-- Data provided start --

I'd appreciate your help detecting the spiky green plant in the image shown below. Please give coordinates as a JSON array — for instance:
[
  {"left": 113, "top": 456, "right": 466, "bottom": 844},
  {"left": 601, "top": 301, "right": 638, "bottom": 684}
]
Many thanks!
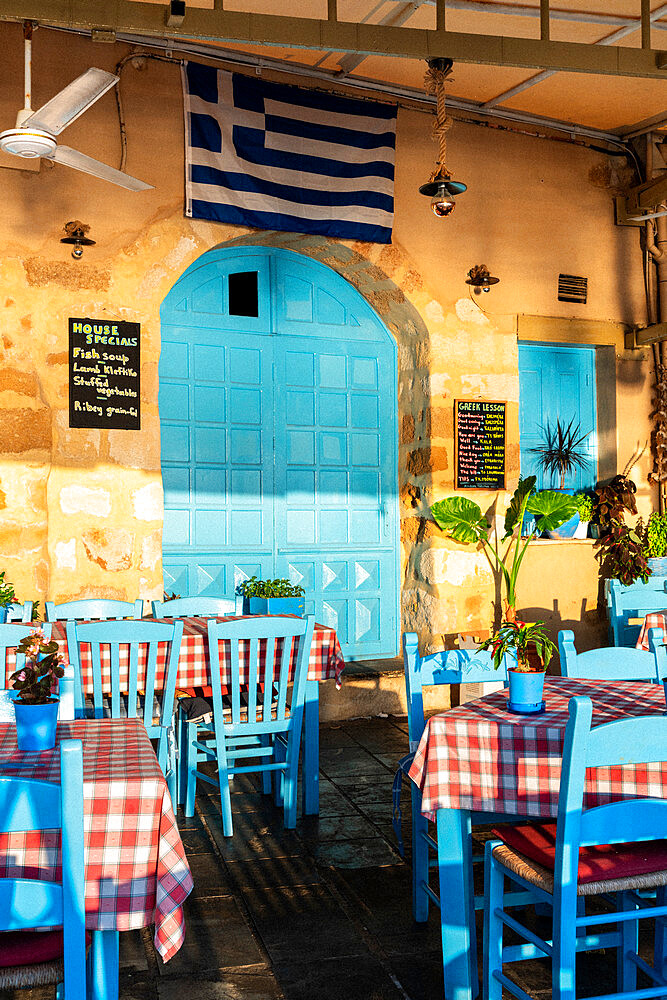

-- Data provided end --

» **What this task involves**: Can you output the lines of the entries above as a Markdown table with the columns "Row" and "Line", one row per line, skipping blank lines and leaving out the pictures?

» **Completed task**:
| Row | Line |
|---|---|
| 1 | I'd appreciate your help detecting the spiky green plant in the image shown below. Please give coordinates as a JSON array — for instance: |
| 2 | [ |
| 3 |   {"left": 113, "top": 456, "right": 466, "bottom": 844}, |
| 4 |   {"left": 601, "top": 301, "right": 638, "bottom": 684} |
| 5 | ] |
| 6 | Many thanks! |